_Rows_.
"""
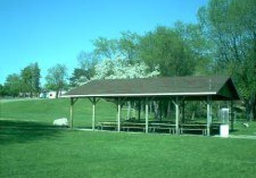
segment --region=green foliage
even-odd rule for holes
[[[38,62],[32,63],[21,71],[21,91],[38,96],[40,93],[40,72]]]
[[[18,74],[8,75],[5,80],[5,86],[3,87],[2,93],[13,97],[18,96],[22,89],[21,83],[21,78]]]
[[[255,108],[255,9],[254,0],[212,0],[198,12],[202,31],[214,44],[216,71],[233,77],[248,119]]]
[[[72,87],[77,87],[90,80],[90,71],[74,68],[71,77],[69,78],[70,84]]]

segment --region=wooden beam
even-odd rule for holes
[[[175,128],[176,131],[176,134],[179,134],[179,97],[177,96],[176,97],[176,101],[173,101],[173,103],[175,104],[175,110],[176,110],[176,115],[175,115]]]
[[[211,96],[207,96],[207,136],[210,136],[211,135],[210,133],[210,128],[211,124]]]
[[[95,97],[92,99],[92,128],[94,131],[95,129],[95,104],[96,100]]]
[[[118,99],[117,131],[121,131],[121,98]]]
[[[184,100],[182,102],[182,122],[184,123],[185,122],[185,102]]]
[[[73,129],[73,106],[74,105],[74,98],[70,98],[70,126],[71,129]]]
[[[145,132],[146,133],[148,133],[148,98],[146,98],[145,101],[146,104],[146,108],[145,111],[145,120],[146,120],[146,128],[145,128]]]
[[[130,101],[128,101],[128,110],[127,110],[127,119],[130,119],[130,109],[131,109],[131,104]]]
[[[138,120],[139,120],[139,121],[141,120],[141,98],[139,98],[139,106],[138,106]]]
[[[231,131],[234,131],[234,107],[233,107],[233,100],[230,100],[230,129]]]

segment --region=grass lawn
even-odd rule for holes
[[[68,100],[0,104],[1,177],[255,177],[256,140],[49,129]],[[90,103],[75,106],[75,126],[90,124]],[[97,107],[115,118],[112,104]]]

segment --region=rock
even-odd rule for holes
[[[243,126],[245,128],[249,128],[249,123],[243,123]]]
[[[68,122],[67,118],[63,117],[54,120],[54,125],[68,126]]]

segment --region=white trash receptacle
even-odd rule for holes
[[[220,137],[228,138],[229,134],[229,126],[228,124],[221,124],[220,128]]]

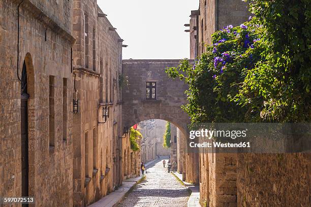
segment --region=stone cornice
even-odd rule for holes
[[[101,74],[97,73],[94,71],[92,71],[90,69],[82,67],[82,66],[76,66],[73,67],[73,72],[83,73],[85,74],[90,74],[99,77],[101,76]]]
[[[76,39],[69,33],[70,32],[59,26],[57,22],[37,7],[30,0],[24,0],[21,6],[28,10],[36,18],[47,25],[53,32],[69,41],[72,45],[75,43]]]

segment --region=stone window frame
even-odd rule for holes
[[[153,84],[154,85],[153,85]],[[147,85],[148,84],[148,85]],[[150,85],[151,84],[151,85]],[[146,88],[145,92],[145,98],[146,100],[157,100],[157,81],[147,81],[145,83],[145,87]],[[149,93],[147,91],[147,89],[149,89]],[[152,89],[154,89],[154,92],[152,92]],[[151,90],[150,90],[151,89]],[[151,93],[150,92],[151,91]],[[147,94],[149,94],[149,96],[147,96]],[[152,94],[154,94],[154,97],[152,98]]]

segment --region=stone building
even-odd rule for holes
[[[150,119],[140,122],[138,129],[143,135],[141,141],[141,161],[145,163],[160,158],[168,157],[170,149],[163,147],[163,134],[166,121]]]
[[[211,43],[211,34],[224,27],[239,25],[248,20],[251,13],[247,3],[242,0],[199,0],[198,10],[191,11],[189,26],[190,59],[205,51],[205,45]]]
[[[123,40],[96,0],[74,0],[73,11],[73,95],[78,101],[73,116],[73,204],[80,206],[137,174],[139,157],[123,133]]]
[[[191,12],[190,23],[185,24],[190,27],[186,31],[190,32],[191,58],[204,52],[205,44],[211,44],[211,34],[215,31],[247,21],[251,14],[246,4],[240,0],[200,0],[199,9]],[[181,153],[178,152],[177,156]],[[186,159],[187,156],[186,153]],[[200,149],[201,204],[210,206],[293,206],[297,203],[309,206],[307,195],[310,180],[307,175],[309,174],[307,163],[310,156],[301,153],[228,154],[216,153],[213,148],[209,151]]]
[[[0,1],[1,197],[73,204],[72,9]]]

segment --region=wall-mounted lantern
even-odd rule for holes
[[[105,121],[107,120],[107,119],[109,117],[109,108],[107,104],[105,105],[105,107],[103,108],[103,119],[105,119]]]
[[[104,124],[107,122],[107,119],[109,117],[109,108],[107,103],[103,107],[103,119],[105,120],[104,122],[98,122],[99,124]]]
[[[125,126],[123,128],[123,134],[125,134],[125,136],[121,136],[121,137],[119,137],[119,138],[125,138],[127,137],[128,134],[129,134],[129,127],[128,126]]]
[[[78,114],[79,113],[79,99],[73,99],[73,113]]]
[[[79,99],[78,99],[78,90],[76,90],[76,99],[73,99],[73,113],[78,114],[79,113]]]

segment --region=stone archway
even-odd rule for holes
[[[187,103],[185,91],[188,86],[178,78],[169,78],[165,73],[167,67],[179,63],[180,60],[176,59],[122,61],[122,76],[129,83],[128,87],[122,86],[122,125],[130,127],[146,120],[162,119],[178,127],[183,135],[179,141],[183,143],[180,155],[184,166],[183,175],[186,180],[198,182],[198,164],[195,163],[198,162],[198,156],[189,153],[186,156],[184,149],[190,120],[180,108]]]
[[[122,88],[122,122],[131,126],[148,119],[162,119],[172,123],[185,134],[188,115],[180,107],[187,103],[183,81],[173,80],[165,73],[167,67],[177,66],[180,60],[126,60],[122,76],[129,85]],[[155,82],[154,99],[146,98],[146,83]]]

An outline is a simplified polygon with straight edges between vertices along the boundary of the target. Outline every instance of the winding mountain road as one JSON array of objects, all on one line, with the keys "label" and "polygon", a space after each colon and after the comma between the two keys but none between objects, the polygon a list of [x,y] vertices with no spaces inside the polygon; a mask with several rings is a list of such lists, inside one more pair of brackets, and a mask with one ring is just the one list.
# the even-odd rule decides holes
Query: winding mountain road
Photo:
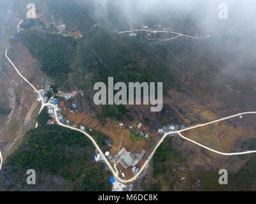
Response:
[{"label": "winding mountain road", "polygon": [[[43,110],[43,108],[46,106],[51,106],[54,108],[54,115],[55,115],[55,119],[56,121],[57,122],[58,124],[67,127],[67,128],[69,128],[77,131],[79,131],[81,133],[84,134],[85,136],[86,136],[93,143],[93,145],[95,146],[95,147],[97,148],[97,149],[99,150],[99,152],[100,152],[100,154],[101,154],[102,158],[104,159],[105,163],[106,163],[106,164],[108,165],[108,166],[109,168],[111,171],[112,172],[113,175],[114,175],[114,177],[115,177],[115,178],[116,178],[118,180],[119,180],[121,182],[123,183],[130,183],[132,182],[133,181],[134,181],[140,175],[140,173],[141,172],[143,172],[143,170],[147,167],[147,166],[148,165],[148,163],[150,162],[150,159],[152,159],[152,157],[153,157],[156,150],[157,149],[157,148],[159,147],[159,145],[161,145],[161,143],[164,141],[164,140],[165,139],[165,138],[168,136],[170,134],[178,134],[180,137],[182,137],[182,138],[187,140],[191,142],[193,142],[202,147],[204,147],[209,150],[211,150],[212,152],[216,152],[217,154],[220,154],[221,155],[225,155],[225,156],[233,156],[233,155],[240,155],[240,154],[251,154],[251,153],[255,153],[256,150],[252,150],[252,151],[246,151],[246,152],[234,152],[234,153],[223,153],[223,152],[220,152],[216,150],[214,150],[211,148],[209,148],[206,146],[204,146],[199,143],[197,143],[192,140],[190,140],[189,138],[187,138],[186,137],[184,137],[183,135],[182,135],[180,134],[180,133],[186,131],[189,131],[191,129],[193,129],[195,128],[198,128],[200,127],[203,127],[203,126],[208,126],[209,124],[212,124],[216,122],[221,122],[221,121],[223,121],[227,119],[230,119],[236,117],[238,117],[238,116],[241,116],[243,115],[246,115],[246,114],[256,114],[256,112],[244,112],[244,113],[237,113],[236,115],[233,115],[231,116],[228,116],[228,117],[226,117],[220,119],[218,119],[218,120],[212,120],[211,122],[209,122],[207,123],[204,123],[204,124],[198,124],[196,126],[191,127],[188,127],[184,129],[181,129],[181,130],[179,130],[179,131],[171,131],[167,133],[165,133],[162,138],[161,138],[161,140],[159,140],[159,142],[157,143],[157,145],[155,147],[155,148],[154,149],[154,150],[151,152],[150,155],[149,156],[149,157],[147,159],[147,160],[145,161],[145,162],[143,163],[143,164],[142,165],[140,171],[132,178],[128,179],[128,180],[123,180],[122,178],[121,178],[120,177],[119,177],[118,176],[118,172],[116,173],[116,171],[115,170],[115,169],[113,168],[113,167],[111,166],[111,164],[109,163],[109,161],[108,160],[108,159],[106,157],[105,154],[103,154],[102,151],[100,150],[100,147],[99,147],[99,145],[97,145],[97,143],[96,143],[96,142],[94,140],[94,139],[86,132],[76,128],[76,127],[73,127],[69,126],[67,126],[63,124],[62,124],[60,121],[59,121],[59,120],[58,119],[58,117],[57,117],[57,111],[56,111],[56,108],[55,107],[55,106],[54,106],[51,103],[44,103],[42,99],[42,96],[40,96],[40,94],[39,94],[38,91],[36,90],[36,89],[24,77],[22,76],[22,75],[20,73],[20,71],[19,71],[19,69],[15,67],[15,66],[14,65],[14,64],[12,62],[12,61],[10,59],[10,58],[7,56],[7,48],[5,52],[5,57],[6,57],[6,59],[9,61],[9,62],[11,63],[11,64],[12,65],[12,66],[15,68],[15,69],[16,70],[16,71],[17,72],[17,73],[20,76],[20,77],[22,77],[35,91],[35,92],[39,96],[39,98],[41,98],[41,101],[42,101],[42,106],[40,110],[40,112],[41,112],[42,110]],[[1,170],[1,167],[2,165],[2,156],[1,156],[1,154],[0,152],[0,157],[1,157],[1,163],[0,163],[0,170]]]},{"label": "winding mountain road", "polygon": [[134,31],[143,31],[143,32],[154,32],[155,33],[172,33],[172,34],[176,34],[177,36],[170,38],[168,39],[165,39],[165,40],[160,40],[159,41],[168,41],[168,40],[171,40],[175,39],[177,38],[180,37],[180,36],[184,36],[187,38],[194,38],[194,39],[201,39],[199,37],[195,37],[195,36],[188,36],[186,34],[184,34],[182,33],[177,33],[177,32],[173,32],[173,31],[150,31],[150,30],[145,30],[145,29],[137,29],[137,30],[132,30],[132,31],[121,31],[121,32],[118,32],[118,33],[122,34],[122,33],[131,33],[131,32],[134,32]]}]

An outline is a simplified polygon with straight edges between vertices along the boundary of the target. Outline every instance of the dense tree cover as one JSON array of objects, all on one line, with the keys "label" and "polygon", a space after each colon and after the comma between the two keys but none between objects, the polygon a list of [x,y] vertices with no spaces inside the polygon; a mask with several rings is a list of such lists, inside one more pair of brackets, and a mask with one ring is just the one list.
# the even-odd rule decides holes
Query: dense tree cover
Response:
[{"label": "dense tree cover", "polygon": [[76,54],[76,43],[71,38],[33,31],[20,32],[22,39],[42,64],[41,69],[61,84],[72,71],[70,63]]},{"label": "dense tree cover", "polygon": [[123,105],[102,105],[96,114],[97,119],[102,123],[106,122],[107,117],[112,119],[124,120],[125,118],[131,119],[132,116]]},{"label": "dense tree cover", "polygon": [[172,67],[154,47],[99,26],[88,31],[80,51],[81,64],[93,73],[93,82],[164,82],[164,91],[174,85]]},{"label": "dense tree cover", "polygon": [[93,25],[90,13],[92,7],[80,1],[47,0],[47,4],[51,13],[65,24],[68,29],[75,27],[84,31]]},{"label": "dense tree cover", "polygon": [[44,126],[51,119],[51,116],[48,114],[47,108],[44,107],[41,113],[37,116],[36,122],[38,124],[38,126]]},{"label": "dense tree cover", "polygon": [[[256,149],[255,140],[244,143],[243,146]],[[173,191],[182,189],[186,191],[254,191],[256,180],[256,156],[244,156],[243,159],[247,161],[240,170],[228,171],[228,185],[220,185],[218,170],[207,170],[201,167],[191,168],[186,173],[184,185],[180,187],[180,178],[177,175],[179,167],[189,165],[186,159],[172,148],[172,142],[168,140],[159,146],[153,157],[153,178],[146,182],[143,180],[141,187],[145,191]],[[163,177],[164,175],[164,177]],[[168,177],[168,179],[164,179]],[[198,180],[200,183],[198,183]],[[198,183],[198,185],[195,184]]]},{"label": "dense tree cover", "polygon": [[47,125],[29,131],[6,164],[61,175],[75,184],[73,190],[109,191],[110,171],[102,172],[104,164],[93,162],[94,150],[81,133]]}]

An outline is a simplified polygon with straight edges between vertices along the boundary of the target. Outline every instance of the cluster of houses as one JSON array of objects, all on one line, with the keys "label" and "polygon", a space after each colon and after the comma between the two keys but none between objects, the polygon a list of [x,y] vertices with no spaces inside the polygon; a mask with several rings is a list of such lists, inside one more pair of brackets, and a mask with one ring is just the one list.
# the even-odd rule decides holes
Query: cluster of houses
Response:
[{"label": "cluster of houses", "polygon": [[56,30],[58,34],[62,34],[63,36],[75,36],[76,39],[77,38],[83,37],[80,32],[77,32],[76,29],[68,31],[67,29],[66,25],[65,24],[62,24],[56,26]]}]

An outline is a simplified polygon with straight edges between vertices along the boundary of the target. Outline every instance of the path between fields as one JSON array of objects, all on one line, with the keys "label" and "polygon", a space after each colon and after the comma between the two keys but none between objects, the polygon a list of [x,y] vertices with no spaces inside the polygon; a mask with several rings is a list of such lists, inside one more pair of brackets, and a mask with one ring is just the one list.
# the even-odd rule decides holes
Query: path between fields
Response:
[{"label": "path between fields", "polygon": [[[234,153],[223,153],[223,152],[218,152],[216,151],[211,148],[209,148],[206,146],[204,146],[199,143],[197,143],[192,140],[190,140],[189,138],[187,138],[186,137],[184,137],[183,135],[182,135],[180,134],[180,133],[182,132],[184,132],[186,131],[189,131],[193,129],[195,129],[197,127],[203,127],[203,126],[208,126],[209,124],[212,124],[216,122],[221,122],[221,121],[223,121],[227,119],[230,119],[236,117],[238,117],[238,116],[241,116],[243,115],[245,115],[245,114],[256,114],[256,112],[244,112],[244,113],[237,113],[236,115],[233,115],[231,116],[228,116],[228,117],[226,117],[220,119],[218,119],[218,120],[212,120],[211,122],[209,122],[207,123],[204,123],[204,124],[198,124],[196,126],[191,127],[188,127],[184,129],[180,129],[179,131],[171,131],[169,133],[165,133],[163,137],[161,138],[161,140],[159,140],[159,142],[158,142],[158,143],[157,144],[157,145],[155,147],[155,148],[154,149],[154,150],[151,152],[150,156],[147,159],[147,160],[145,161],[145,162],[143,163],[143,164],[142,165],[140,171],[132,178],[128,179],[128,180],[123,180],[120,177],[119,177],[118,176],[118,173],[116,173],[116,171],[114,170],[114,168],[113,168],[113,166],[111,166],[111,164],[110,164],[109,161],[108,160],[108,159],[106,157],[105,154],[103,154],[102,151],[101,150],[101,149],[100,149],[100,147],[99,147],[99,145],[97,145],[97,143],[96,143],[96,142],[94,140],[94,139],[92,137],[92,136],[90,136],[88,133],[87,133],[86,132],[80,129],[77,129],[76,127],[70,127],[69,126],[67,126],[63,124],[62,124],[60,121],[59,121],[58,117],[57,117],[57,111],[56,111],[56,108],[55,107],[55,106],[54,106],[51,103],[44,103],[42,99],[42,96],[40,95],[38,91],[36,90],[36,89],[24,77],[22,76],[22,75],[20,73],[20,71],[19,71],[19,69],[15,67],[15,66],[14,65],[14,64],[12,62],[12,61],[10,59],[10,58],[7,56],[7,48],[5,52],[5,57],[6,57],[6,59],[9,61],[9,62],[11,63],[11,64],[12,65],[12,66],[15,68],[15,69],[16,70],[16,71],[17,72],[17,73],[20,76],[20,77],[22,77],[35,91],[35,92],[39,96],[39,98],[41,99],[41,101],[42,101],[42,105],[41,105],[41,108],[40,110],[40,112],[41,112],[41,111],[43,110],[43,108],[46,106],[51,106],[53,107],[54,110],[54,115],[55,115],[55,119],[56,119],[56,121],[57,122],[58,124],[59,124],[61,126],[65,127],[67,127],[67,128],[70,128],[71,129],[73,130],[76,130],[77,131],[79,131],[81,133],[82,133],[83,134],[84,134],[84,135],[86,135],[93,143],[93,145],[95,146],[95,147],[97,148],[97,149],[99,150],[99,152],[100,152],[100,154],[101,154],[102,158],[104,159],[104,161],[106,162],[106,163],[107,164],[107,165],[108,166],[108,167],[109,168],[111,171],[112,172],[113,175],[114,175],[114,177],[120,182],[123,182],[123,183],[130,183],[132,182],[133,181],[134,181],[138,177],[138,176],[140,175],[140,173],[143,171],[143,170],[147,167],[147,164],[148,164],[149,161],[150,161],[151,158],[153,157],[154,154],[155,153],[156,150],[157,150],[157,149],[159,147],[159,145],[161,145],[161,143],[163,142],[163,140],[165,139],[165,138],[168,136],[170,134],[175,134],[177,133],[180,137],[182,137],[184,139],[186,139],[189,142],[191,142],[202,147],[204,147],[209,150],[211,150],[212,152],[216,152],[217,154],[220,154],[221,155],[225,155],[225,156],[233,156],[233,155],[240,155],[240,154],[251,154],[251,153],[256,153],[256,150],[252,150],[252,151],[246,151],[246,152],[234,152]],[[0,152],[0,157],[1,157],[1,166],[0,167],[1,167],[2,165],[2,162],[3,162],[3,159],[2,159],[2,156]],[[1,170],[1,168],[0,168],[0,170]]]}]

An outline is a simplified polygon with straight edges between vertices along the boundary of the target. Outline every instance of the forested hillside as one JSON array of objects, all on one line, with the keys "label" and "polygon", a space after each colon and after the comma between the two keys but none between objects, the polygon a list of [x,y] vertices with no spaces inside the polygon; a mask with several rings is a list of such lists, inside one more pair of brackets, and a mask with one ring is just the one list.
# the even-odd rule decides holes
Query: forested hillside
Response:
[{"label": "forested hillside", "polygon": [[[110,171],[102,173],[104,164],[93,163],[94,151],[91,142],[81,133],[57,125],[42,126],[25,135],[18,149],[8,158],[6,166],[18,171],[19,175],[34,169],[39,177],[38,188],[44,186],[47,175],[52,175],[70,184],[68,187],[62,186],[66,190],[109,191]],[[12,175],[4,174],[4,177],[5,180],[0,178],[1,186],[11,187]],[[15,184],[16,187],[28,187],[26,180],[13,182],[18,182]]]}]

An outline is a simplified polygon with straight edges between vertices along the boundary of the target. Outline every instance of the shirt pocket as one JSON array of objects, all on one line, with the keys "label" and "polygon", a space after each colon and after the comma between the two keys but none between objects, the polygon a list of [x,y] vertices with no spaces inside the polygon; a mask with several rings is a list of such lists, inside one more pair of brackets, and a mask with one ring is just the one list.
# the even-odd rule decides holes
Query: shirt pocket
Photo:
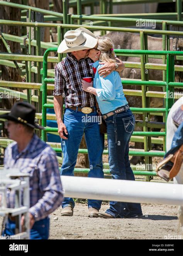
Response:
[{"label": "shirt pocket", "polygon": [[126,132],[132,133],[135,128],[135,118],[133,115],[129,117],[122,118]]}]

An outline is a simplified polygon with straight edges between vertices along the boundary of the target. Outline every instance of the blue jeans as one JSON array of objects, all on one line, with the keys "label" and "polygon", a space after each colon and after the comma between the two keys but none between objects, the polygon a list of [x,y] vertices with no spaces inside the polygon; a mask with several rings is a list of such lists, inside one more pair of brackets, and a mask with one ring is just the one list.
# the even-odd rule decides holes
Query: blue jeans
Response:
[{"label": "blue jeans", "polygon": [[[77,110],[66,109],[63,122],[68,132],[68,135],[66,136],[68,139],[61,140],[63,154],[61,175],[74,176],[74,169],[79,148],[84,134],[90,162],[88,177],[103,178],[102,154],[104,147],[104,136],[100,132],[98,121],[97,112],[86,114]],[[88,199],[88,207],[92,207],[99,210],[102,202],[101,200]],[[74,208],[74,200],[71,198],[65,198],[62,207],[63,208],[69,206]]]},{"label": "blue jeans", "polygon": [[[129,161],[129,142],[135,126],[130,109],[115,114],[105,120],[107,126],[109,164],[113,179],[134,181]],[[136,195],[134,195],[135,197]],[[140,203],[111,201],[106,213],[115,218],[132,217],[142,213]]]},{"label": "blue jeans", "polygon": [[[16,224],[14,221],[9,218],[6,224],[2,235],[13,236],[15,234]],[[42,220],[35,222],[30,230],[30,236],[31,239],[48,239],[49,236],[49,218],[46,217]]]}]

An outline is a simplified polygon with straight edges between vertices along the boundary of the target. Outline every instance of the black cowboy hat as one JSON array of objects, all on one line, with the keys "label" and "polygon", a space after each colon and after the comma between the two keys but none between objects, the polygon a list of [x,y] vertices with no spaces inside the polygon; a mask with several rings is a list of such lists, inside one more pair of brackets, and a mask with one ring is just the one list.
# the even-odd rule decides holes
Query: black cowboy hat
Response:
[{"label": "black cowboy hat", "polygon": [[26,102],[19,102],[12,107],[9,113],[0,115],[0,118],[19,123],[35,129],[42,130],[44,128],[35,123],[36,108]]}]

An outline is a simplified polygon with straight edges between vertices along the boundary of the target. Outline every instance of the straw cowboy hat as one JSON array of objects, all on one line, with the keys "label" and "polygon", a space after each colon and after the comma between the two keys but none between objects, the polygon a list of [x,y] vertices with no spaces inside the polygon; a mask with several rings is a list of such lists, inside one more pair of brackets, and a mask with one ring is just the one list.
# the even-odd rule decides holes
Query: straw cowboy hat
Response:
[{"label": "straw cowboy hat", "polygon": [[80,27],[66,32],[57,51],[63,53],[91,49],[95,47],[97,42],[97,39],[94,34],[86,29]]},{"label": "straw cowboy hat", "polygon": [[36,108],[26,102],[19,102],[12,106],[9,113],[0,115],[0,119],[19,123],[32,128],[43,130],[44,128],[34,122]]}]

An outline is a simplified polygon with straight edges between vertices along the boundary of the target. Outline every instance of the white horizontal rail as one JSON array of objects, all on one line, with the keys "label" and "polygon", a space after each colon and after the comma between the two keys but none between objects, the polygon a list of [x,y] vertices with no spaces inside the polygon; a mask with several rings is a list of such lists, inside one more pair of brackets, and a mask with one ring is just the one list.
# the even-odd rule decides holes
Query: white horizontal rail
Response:
[{"label": "white horizontal rail", "polygon": [[61,176],[65,197],[183,206],[183,185]]}]

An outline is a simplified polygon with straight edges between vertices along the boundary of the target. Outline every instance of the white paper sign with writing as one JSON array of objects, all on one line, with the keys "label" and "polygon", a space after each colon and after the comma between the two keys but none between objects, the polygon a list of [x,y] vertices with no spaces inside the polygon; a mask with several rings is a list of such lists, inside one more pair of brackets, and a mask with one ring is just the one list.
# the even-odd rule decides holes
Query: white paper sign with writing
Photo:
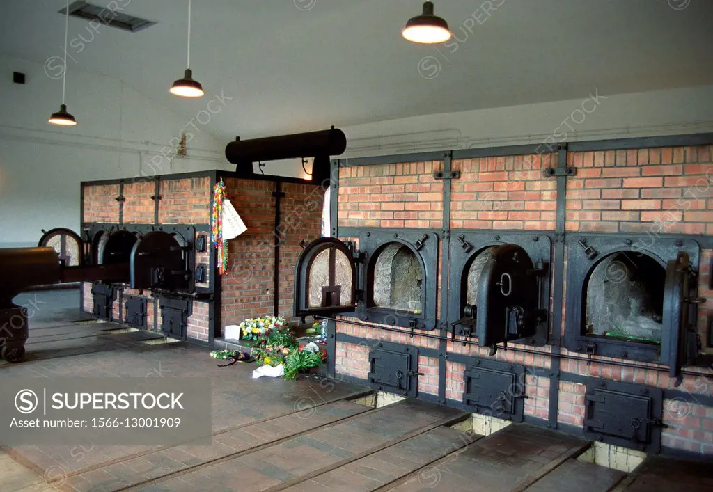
"""
_What the exercise asks_. Reproduce the lines from the one containing "of the dense" to the one containing "Query: dense tree cover", renaming "dense tree cover" to "thick forest canopy" and leaving everything else unchanged.

_Answer for this exercise_.
An outline is a simplified polygon with straight edges between vertices along the boundary of the target. Outline every instance of the thick forest canopy as one JSON array of objects, all on one line, with the keys "label" and "polygon", a space after each colon and after the comma between the two keys but none between objects, the polygon a list of [x,y] vertices with no spaces inside the polygon; a mask with several rings is a list of such lists, inside one more pair of brackets, and a mask with one ring is just the one list.
# the even-odd rule decides holes
Query: thick forest canopy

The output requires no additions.